### PASSAGE TO READ ###

They have monthly fishing trips, attended by a dozen to 3 dozen members, and again, newbies and non-members were encouraged. On those trips, a newbie always had a veteran show him spots to fish, techniques, etc. Very inclusive.
They have a twice-annual casting clinic at a nearby park (alongside a salmon/steelhead river), well-publicized in the local papers. Again, a stranger was always made to feel welcome.
They always have some program, whether a local celebrity fly fisher or tyer, or one of the members who'd a slide show of an epic trip.
There is a raffle, and I won some cool stuff - a nice 10-weight fiberglass rod previously owned by one of the founding members with extremely good mojo, and fly line on a couple occasions.
Somebody is always tying flies during the "wet-fly" hour preceding the meeting.
An important part: They do their best to publicize the meetings and events in local papers and online. I think this is important, and in this day and age, sometimes difficult to find a good method to get the word out. I am sometimes surprised that local fly clubs don't post their meetings on this or other FF forums, but maybe that's not considered polite?
The only real problem that I found with CSFF was that, when I started attending in my mid-40's, I was nearly the youngest member. I suspect that clubs generally are not, generally, a young person's thing. Maybe this forum is a club, of sorts. It's not the same as being eyeball-to-eyeball to other FF'ers, though.

### DATASET CONTENT ###

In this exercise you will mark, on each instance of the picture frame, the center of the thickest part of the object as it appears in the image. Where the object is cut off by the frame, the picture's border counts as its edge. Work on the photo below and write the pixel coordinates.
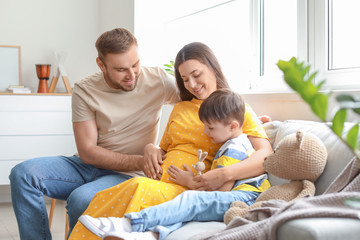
(10, 66)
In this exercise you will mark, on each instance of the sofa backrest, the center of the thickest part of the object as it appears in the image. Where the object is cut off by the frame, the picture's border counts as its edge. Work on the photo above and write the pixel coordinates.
(338, 152)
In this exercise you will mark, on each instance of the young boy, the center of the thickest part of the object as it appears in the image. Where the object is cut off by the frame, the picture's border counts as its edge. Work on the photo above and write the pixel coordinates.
(223, 115)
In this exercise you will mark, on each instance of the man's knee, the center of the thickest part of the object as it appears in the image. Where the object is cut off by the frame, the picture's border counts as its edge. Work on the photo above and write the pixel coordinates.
(78, 201)
(21, 171)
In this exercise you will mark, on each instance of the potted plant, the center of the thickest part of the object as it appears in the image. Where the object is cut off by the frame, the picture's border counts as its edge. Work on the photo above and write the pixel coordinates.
(297, 75)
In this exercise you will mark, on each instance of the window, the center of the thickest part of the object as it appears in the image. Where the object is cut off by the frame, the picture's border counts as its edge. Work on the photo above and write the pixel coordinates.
(250, 36)
(344, 50)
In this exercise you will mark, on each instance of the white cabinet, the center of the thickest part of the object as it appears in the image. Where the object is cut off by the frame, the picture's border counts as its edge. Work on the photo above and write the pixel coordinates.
(33, 126)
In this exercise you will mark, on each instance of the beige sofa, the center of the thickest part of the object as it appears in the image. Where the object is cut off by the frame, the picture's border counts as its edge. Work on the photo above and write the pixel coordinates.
(311, 228)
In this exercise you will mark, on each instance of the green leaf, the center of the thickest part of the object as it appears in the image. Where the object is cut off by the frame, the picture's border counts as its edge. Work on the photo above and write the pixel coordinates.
(352, 136)
(338, 122)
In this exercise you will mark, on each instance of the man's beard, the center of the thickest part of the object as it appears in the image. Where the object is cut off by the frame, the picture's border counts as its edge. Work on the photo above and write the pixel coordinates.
(117, 85)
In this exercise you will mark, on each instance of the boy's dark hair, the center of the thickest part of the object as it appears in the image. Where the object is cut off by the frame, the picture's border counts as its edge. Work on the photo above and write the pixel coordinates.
(223, 105)
(118, 40)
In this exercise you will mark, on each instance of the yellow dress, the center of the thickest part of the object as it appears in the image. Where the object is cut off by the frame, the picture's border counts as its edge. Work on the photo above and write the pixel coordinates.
(183, 136)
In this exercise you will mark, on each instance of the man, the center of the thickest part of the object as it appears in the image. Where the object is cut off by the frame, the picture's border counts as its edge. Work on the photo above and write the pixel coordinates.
(115, 114)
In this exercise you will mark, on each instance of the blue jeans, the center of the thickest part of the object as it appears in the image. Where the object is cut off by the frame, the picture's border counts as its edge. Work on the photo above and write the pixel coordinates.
(188, 206)
(65, 178)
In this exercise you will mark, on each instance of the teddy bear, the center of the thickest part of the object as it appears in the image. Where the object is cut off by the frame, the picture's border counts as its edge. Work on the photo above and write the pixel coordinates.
(300, 158)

###

## [YOUR GOAL]
Resume the post about the fly fishing club, picking up after its final sentence. The entries have nothing to do with what comes next.

## [TASK RESULT]
I recently attended an opening-weekend get-together for folks on another, more geographically-specific forum, and it was pretty well attended, a couple dozen folks, with a wide range of ages, I was happy to see. I did note a little segregation of the locals vs. the folks from out of the area, but nothing egregious.
My local fly club doesn't have a clue, went to a few meetings and heard them ***** how they couldn't get new younger members (average age in room has probably 65), and not 1 member introduced themselves to me or made an effort to make me feel welcome, I would have been about 30 at the time. Other than not feeling welcome, the meeting was more about executive club business than fly fishing related, and what seemed like the high point to all the members was how much money the club had in the bank. As you can guess I haven't been back.
I dunno the last trout unlimited meeting was at the Able seedhouse and brewery, chatting with craft brew and fly tying, knocked a few back with the pres and the vice pres, met a bunch of new people. I'd go back. Lots of people there, turnout was large.
It was way better than a formal meeting, it was more like these are guys and gals I like to hang out and work with.
I appreciate the feedback guys. To be clear I am not planning on taking over a club leadership position anytime soon. The older gentleman enjoy their roles so I will just volunteer to help with things for now. Average age of my chapter has to be 60+. It's clearly a social gathering. Half of them rarely fish anymore, and that's OK. Trout water is not nearby so fly fishing and trout fishing in general is not a normal local activity.
Our meetings are a little stale and I have skipped some lately. About a 45 minute tying and coffee drinking session. Business meetings runs a little long and frequently there is no featured speaker or activity. Meetings end with a raffle. The raffle prizes are typically worth a couple bucks and it is nothing more than a replacement for dues as everyone drops about two bucks on tickets. We do have a relationship with the St Croix rep. He holds an annual casting clinic nearby.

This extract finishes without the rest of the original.